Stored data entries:
☆ ☆ ☆ ☆ ☆ ☆ ☆

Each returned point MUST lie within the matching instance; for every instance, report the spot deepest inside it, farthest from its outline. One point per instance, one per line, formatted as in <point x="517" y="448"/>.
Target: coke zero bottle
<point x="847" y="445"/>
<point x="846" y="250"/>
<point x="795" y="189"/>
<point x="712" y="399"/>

☆ ☆ ☆ ☆ ☆ ☆ ☆

Instructions for the task: Write the records out again, character for character.

Response to this exercise:
Each returned point MUST lie within the matching instance; for every instance, report the spot deepest inside it, farthest from its outline. One point per instance, one per line, formatted as in <point x="517" y="448"/>.
Target: coke zero bottle
<point x="847" y="445"/>
<point x="846" y="250"/>
<point x="795" y="189"/>
<point x="712" y="399"/>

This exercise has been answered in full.